Records for this task below:
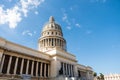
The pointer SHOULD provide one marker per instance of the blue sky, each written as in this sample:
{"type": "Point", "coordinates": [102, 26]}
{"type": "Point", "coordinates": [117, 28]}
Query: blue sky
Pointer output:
{"type": "Point", "coordinates": [90, 27]}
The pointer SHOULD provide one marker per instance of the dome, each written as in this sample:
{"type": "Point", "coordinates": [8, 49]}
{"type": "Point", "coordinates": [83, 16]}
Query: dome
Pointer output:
{"type": "Point", "coordinates": [51, 37]}
{"type": "Point", "coordinates": [51, 25]}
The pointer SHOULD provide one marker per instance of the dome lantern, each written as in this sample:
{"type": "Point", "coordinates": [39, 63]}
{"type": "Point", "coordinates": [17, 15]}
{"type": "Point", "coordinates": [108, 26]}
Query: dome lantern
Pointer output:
{"type": "Point", "coordinates": [51, 37]}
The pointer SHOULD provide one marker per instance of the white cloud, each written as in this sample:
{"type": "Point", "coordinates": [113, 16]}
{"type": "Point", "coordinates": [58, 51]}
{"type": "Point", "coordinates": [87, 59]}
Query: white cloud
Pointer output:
{"type": "Point", "coordinates": [68, 27]}
{"type": "Point", "coordinates": [12, 16]}
{"type": "Point", "coordinates": [29, 33]}
{"type": "Point", "coordinates": [77, 25]}
{"type": "Point", "coordinates": [36, 12]}
{"type": "Point", "coordinates": [88, 32]}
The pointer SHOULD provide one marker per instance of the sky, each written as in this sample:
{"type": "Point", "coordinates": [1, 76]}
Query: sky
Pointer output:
{"type": "Point", "coordinates": [90, 27]}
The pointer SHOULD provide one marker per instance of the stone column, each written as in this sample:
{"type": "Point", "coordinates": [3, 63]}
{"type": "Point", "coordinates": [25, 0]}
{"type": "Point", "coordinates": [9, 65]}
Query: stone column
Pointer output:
{"type": "Point", "coordinates": [27, 67]}
{"type": "Point", "coordinates": [16, 62]}
{"type": "Point", "coordinates": [48, 70]}
{"type": "Point", "coordinates": [41, 69]}
{"type": "Point", "coordinates": [2, 62]}
{"type": "Point", "coordinates": [66, 70]}
{"type": "Point", "coordinates": [36, 68]}
{"type": "Point", "coordinates": [69, 69]}
{"type": "Point", "coordinates": [45, 70]}
{"type": "Point", "coordinates": [9, 64]}
{"type": "Point", "coordinates": [32, 68]}
{"type": "Point", "coordinates": [72, 70]}
{"type": "Point", "coordinates": [21, 66]}
{"type": "Point", "coordinates": [48, 42]}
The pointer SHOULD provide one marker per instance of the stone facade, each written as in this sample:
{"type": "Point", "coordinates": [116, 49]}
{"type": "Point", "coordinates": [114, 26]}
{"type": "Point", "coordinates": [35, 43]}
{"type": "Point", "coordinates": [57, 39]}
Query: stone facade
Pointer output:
{"type": "Point", "coordinates": [50, 62]}
{"type": "Point", "coordinates": [112, 77]}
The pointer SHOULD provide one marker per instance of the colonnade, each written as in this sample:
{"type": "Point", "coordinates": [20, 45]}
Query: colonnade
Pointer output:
{"type": "Point", "coordinates": [18, 66]}
{"type": "Point", "coordinates": [67, 69]}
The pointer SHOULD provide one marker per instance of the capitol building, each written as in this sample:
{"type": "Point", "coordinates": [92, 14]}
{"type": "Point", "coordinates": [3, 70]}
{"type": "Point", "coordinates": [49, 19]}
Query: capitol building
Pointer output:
{"type": "Point", "coordinates": [50, 62]}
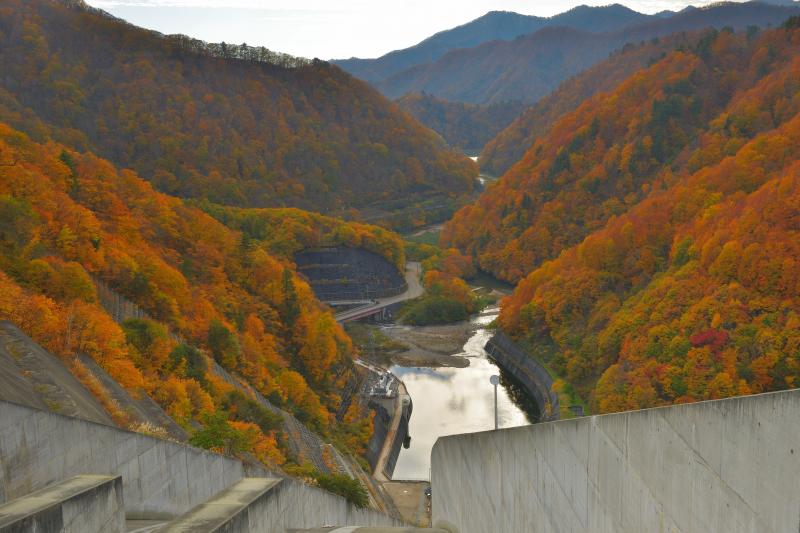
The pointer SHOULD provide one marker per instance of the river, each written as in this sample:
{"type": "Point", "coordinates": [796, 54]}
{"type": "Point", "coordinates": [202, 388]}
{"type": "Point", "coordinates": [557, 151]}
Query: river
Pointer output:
{"type": "Point", "coordinates": [448, 401]}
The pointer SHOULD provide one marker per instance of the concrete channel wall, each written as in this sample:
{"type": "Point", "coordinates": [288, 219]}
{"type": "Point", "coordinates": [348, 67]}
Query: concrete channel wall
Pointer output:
{"type": "Point", "coordinates": [161, 479]}
{"type": "Point", "coordinates": [532, 375]}
{"type": "Point", "coordinates": [728, 466]}
{"type": "Point", "coordinates": [82, 504]}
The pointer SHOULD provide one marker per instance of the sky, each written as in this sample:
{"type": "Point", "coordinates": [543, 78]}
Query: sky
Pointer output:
{"type": "Point", "coordinates": [333, 29]}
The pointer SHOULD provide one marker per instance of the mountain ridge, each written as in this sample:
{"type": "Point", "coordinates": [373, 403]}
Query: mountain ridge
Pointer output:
{"type": "Point", "coordinates": [494, 25]}
{"type": "Point", "coordinates": [528, 67]}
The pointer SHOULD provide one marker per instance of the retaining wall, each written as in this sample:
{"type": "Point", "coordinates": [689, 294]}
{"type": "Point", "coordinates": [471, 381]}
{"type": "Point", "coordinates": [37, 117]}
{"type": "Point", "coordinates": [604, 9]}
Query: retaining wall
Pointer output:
{"type": "Point", "coordinates": [161, 479]}
{"type": "Point", "coordinates": [532, 375]}
{"type": "Point", "coordinates": [729, 465]}
{"type": "Point", "coordinates": [82, 504]}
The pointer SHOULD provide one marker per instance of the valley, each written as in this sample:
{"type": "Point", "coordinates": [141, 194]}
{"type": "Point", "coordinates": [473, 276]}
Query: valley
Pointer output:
{"type": "Point", "coordinates": [277, 290]}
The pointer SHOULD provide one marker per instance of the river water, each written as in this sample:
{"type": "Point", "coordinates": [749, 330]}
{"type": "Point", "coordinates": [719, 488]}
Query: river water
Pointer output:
{"type": "Point", "coordinates": [448, 401]}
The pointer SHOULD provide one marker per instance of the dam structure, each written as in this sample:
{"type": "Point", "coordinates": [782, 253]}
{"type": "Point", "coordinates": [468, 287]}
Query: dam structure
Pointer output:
{"type": "Point", "coordinates": [729, 465]}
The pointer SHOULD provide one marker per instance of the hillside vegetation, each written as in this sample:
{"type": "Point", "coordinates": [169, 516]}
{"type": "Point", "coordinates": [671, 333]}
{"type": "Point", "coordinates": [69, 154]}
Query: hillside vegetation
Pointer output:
{"type": "Point", "coordinates": [68, 218]}
{"type": "Point", "coordinates": [655, 229]}
{"type": "Point", "coordinates": [232, 124]}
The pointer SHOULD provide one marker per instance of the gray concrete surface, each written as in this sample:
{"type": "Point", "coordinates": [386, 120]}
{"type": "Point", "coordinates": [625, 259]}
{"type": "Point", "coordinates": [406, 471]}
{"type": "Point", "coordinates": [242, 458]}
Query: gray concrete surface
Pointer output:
{"type": "Point", "coordinates": [161, 479]}
{"type": "Point", "coordinates": [81, 504]}
{"type": "Point", "coordinates": [32, 376]}
{"type": "Point", "coordinates": [414, 290]}
{"type": "Point", "coordinates": [728, 466]}
{"type": "Point", "coordinates": [237, 509]}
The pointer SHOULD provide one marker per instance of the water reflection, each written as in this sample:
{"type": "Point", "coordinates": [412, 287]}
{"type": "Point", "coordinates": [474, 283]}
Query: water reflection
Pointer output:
{"type": "Point", "coordinates": [458, 400]}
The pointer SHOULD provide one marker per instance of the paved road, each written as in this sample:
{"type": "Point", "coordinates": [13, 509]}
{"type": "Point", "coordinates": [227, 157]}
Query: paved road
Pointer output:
{"type": "Point", "coordinates": [413, 270]}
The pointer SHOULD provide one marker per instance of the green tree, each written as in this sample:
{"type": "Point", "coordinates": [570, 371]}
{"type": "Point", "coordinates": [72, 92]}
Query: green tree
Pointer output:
{"type": "Point", "coordinates": [223, 344]}
{"type": "Point", "coordinates": [218, 434]}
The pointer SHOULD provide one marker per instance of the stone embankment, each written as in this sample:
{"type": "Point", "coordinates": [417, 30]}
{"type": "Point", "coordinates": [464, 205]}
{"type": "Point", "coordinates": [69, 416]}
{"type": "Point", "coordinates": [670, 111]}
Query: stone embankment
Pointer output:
{"type": "Point", "coordinates": [532, 375]}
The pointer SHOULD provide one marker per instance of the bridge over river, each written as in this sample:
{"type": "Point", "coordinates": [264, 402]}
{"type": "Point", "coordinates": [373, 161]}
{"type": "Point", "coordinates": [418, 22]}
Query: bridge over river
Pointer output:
End of Records for this task.
Activity: Every line above with the word "river" belongs in the answer, copied as written.

Written solution:
The pointer SHOULD provide one marker per instance of the river, each written as in this sample:
Query: river
The pointer SHOULD provide one marker per instance of the river water, each written as in this sample:
Query: river water
The pointer SHOULD provide one marker per instance of the bridge over river, each written as in this sample:
Query: bridge over river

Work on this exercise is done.